- [Items]:
____________________

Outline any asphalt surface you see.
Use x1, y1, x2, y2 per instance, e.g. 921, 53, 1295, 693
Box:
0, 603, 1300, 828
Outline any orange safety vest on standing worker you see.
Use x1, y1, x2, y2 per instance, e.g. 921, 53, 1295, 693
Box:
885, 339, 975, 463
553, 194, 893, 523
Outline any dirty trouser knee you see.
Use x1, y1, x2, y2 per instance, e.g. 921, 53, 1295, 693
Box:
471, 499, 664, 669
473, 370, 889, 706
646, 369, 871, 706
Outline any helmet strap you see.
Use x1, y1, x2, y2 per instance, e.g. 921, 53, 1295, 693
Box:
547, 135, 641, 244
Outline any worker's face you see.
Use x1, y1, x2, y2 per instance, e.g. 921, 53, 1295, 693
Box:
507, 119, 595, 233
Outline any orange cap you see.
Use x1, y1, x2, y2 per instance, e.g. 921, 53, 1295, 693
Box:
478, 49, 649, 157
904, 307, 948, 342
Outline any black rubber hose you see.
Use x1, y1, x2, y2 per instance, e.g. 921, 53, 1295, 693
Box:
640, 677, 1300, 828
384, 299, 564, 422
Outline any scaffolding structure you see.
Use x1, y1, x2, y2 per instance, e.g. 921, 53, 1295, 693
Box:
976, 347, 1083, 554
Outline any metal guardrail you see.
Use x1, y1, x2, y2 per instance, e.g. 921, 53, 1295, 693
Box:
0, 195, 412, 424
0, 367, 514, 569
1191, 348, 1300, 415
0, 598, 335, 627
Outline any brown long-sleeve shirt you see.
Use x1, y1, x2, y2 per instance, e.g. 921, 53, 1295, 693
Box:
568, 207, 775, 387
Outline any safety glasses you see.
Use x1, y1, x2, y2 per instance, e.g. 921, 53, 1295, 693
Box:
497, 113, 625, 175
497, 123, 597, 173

____________________

Starting with the line containing "Outline any metal guardrail you see." and going on through the end of the data, write out every line again, shifting each box coordinate in the answers up by 144 and leaving everything else unchanged.

Outline any metal guardrail you see.
Use x1, y1, x2, y2 per instance, e.g. 921, 53, 1295, 693
Box:
144, 339, 556, 568
144, 511, 658, 713
1335, 492, 1444, 559
144, 742, 479, 771
Outline any brown long-sleeve shirt you see.
Use x1, y1, x2, y2 per instance, e.g. 921, 53, 1295, 693
Box:
712, 351, 919, 531
Outline any safety glasses you see.
Use x1, y1, x2, y2 per instance, e.g. 921, 53, 1295, 693
Box:
641, 257, 769, 319
641, 267, 741, 317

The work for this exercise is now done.